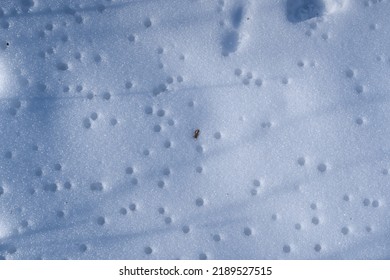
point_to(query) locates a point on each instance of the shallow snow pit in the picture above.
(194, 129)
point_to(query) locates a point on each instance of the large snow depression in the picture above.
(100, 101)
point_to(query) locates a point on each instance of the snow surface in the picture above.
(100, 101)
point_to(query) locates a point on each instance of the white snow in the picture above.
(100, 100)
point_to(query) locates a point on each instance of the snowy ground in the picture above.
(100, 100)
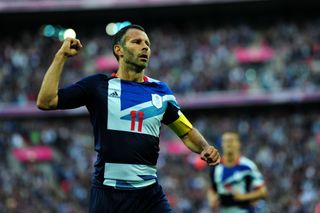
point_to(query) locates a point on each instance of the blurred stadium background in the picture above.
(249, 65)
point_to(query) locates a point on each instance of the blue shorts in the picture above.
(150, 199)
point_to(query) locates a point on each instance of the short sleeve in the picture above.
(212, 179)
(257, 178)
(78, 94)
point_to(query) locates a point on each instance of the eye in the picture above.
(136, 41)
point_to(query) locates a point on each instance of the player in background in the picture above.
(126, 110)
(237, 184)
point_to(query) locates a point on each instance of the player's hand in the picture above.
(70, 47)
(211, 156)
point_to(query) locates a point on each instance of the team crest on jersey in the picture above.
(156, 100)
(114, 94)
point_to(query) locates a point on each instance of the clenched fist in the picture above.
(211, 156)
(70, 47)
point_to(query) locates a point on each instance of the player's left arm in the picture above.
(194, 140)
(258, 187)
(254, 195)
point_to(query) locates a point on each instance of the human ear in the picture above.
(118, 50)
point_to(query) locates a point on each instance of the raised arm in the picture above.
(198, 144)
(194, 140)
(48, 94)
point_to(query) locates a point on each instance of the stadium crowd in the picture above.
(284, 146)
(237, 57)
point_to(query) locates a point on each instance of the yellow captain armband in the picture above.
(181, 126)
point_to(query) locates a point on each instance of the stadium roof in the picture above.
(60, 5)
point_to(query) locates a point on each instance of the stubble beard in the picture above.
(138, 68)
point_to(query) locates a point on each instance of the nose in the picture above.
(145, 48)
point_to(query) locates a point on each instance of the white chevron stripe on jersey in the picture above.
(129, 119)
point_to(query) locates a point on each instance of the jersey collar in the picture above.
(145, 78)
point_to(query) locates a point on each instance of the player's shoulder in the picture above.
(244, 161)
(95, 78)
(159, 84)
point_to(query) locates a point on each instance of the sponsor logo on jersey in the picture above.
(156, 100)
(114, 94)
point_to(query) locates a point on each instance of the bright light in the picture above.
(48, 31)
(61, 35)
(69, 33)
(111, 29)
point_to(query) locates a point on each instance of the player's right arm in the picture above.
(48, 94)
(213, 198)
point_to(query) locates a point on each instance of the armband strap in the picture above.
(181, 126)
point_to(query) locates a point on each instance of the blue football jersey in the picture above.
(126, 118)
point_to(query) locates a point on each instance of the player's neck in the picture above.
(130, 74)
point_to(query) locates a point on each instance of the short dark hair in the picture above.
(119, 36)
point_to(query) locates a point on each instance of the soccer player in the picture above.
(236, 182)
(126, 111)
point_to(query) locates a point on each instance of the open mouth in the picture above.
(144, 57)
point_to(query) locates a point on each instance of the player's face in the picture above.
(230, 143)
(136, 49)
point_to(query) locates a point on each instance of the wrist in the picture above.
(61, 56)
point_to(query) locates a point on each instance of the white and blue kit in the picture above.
+ + +
What is asked> Repeat all of the records verbatim, leaving out the pictures.

Exercise output>
point_to(query) locates a point on each instance of the shallow snow pit in the picture above.
(194, 129)
point_to(query) locates a point on each instance of the large snow depression in the picture above.
(100, 101)
point_to(query) locates a point on each instance of the snow surface in the picture above.
(100, 101)
point_to(query) locates a point on each instance of the white snow in the picture above.
(100, 100)
point_to(query) locates a point on each instance of the snowy ground in the picture above.
(100, 100)
point_to(query) locates a point on each instance of the blurred stadium background in the picture above.
(249, 65)
point_to(query) locates a point on each instance of the blue shorts in the picture above.
(150, 199)
point_to(query) locates a point on each instance of the short sleeve in the picture above.
(212, 179)
(257, 178)
(78, 94)
point_to(query) locates a point on each instance of the eye in the picture above.
(136, 41)
point_to(query) locates a point on each instance of the player in background in the picture above.
(126, 110)
(237, 184)
point_to(query) locates a point on each instance of the player's hand in the picture above.
(70, 47)
(211, 156)
point_to(query) locates a point on each instance of the team crest on jersey in the picture above.
(156, 100)
(114, 94)
point_to(query) locates a point on each instance of the clenched fist in the picture above.
(211, 156)
(70, 47)
point_to(query) locates a point on each instance of the player's left arm in the picture above.
(194, 140)
(258, 187)
(254, 195)
point_to(query) locates a point on each instance of the human ear in the picture above.
(118, 50)
point_to(query) locates a point on each instance of the raised arm in the picture above.
(198, 144)
(194, 140)
(48, 94)
point_to(query) locates a point on each instance of the stadium crowd in the picture above.
(284, 146)
(237, 57)
point_to(query) locates a point on each instance of the yellow captain armband in the picture above.
(181, 126)
point_to(query) locates a point on each instance of the stadium roof in the picture above.
(60, 5)
point_to(query) locates a point on each instance of the stubble beard in the picture above.
(138, 68)
point_to(query) locates a point on each instance of the nose in the picture above.
(145, 48)
point_to(query) locates a point on each instance of the white chevron stripe on jersey in the picture above.
(129, 119)
point_to(query) locates a point on each instance of the jersey collar in the picture above.
(145, 78)
point_to(query) locates a point on each instance of the player's shoulder in the picture above.
(244, 161)
(95, 78)
(159, 84)
point_to(query) locates a point on each instance of the sponsor logo on jersey in the picture above.
(156, 100)
(114, 94)
point_to(query) locates a point on each instance of the bright light in the picture above.
(48, 31)
(61, 35)
(69, 33)
(111, 29)
point_to(query) locates a point on each instance of the player's right arm in the picture above.
(48, 94)
(213, 198)
point_to(query) locates a point on each instance of the armband strap in the picture above.
(181, 126)
point_to(query) locates a point on each instance of the blue football jersey in the picture above.
(126, 118)
point_to(query) locates a point on each instance of the player's neck in the picture above.
(130, 74)
point_to(query) locates a point on each instance of the short dark hair in the picture above.
(119, 36)
point_to(query) locates a point on each instance of the soccer player in the picture above.
(236, 182)
(126, 111)
point_to(query) locates a point on each instance of the open mouth in the picture above.
(144, 57)
point_to(query) locates a point on each instance of the player's face in the picture above.
(230, 143)
(136, 49)
point_to(query) locates a point on each instance of the wrist in the picture above.
(61, 56)
point_to(query) locates a point on each instance of the white and blue kit in the picture above.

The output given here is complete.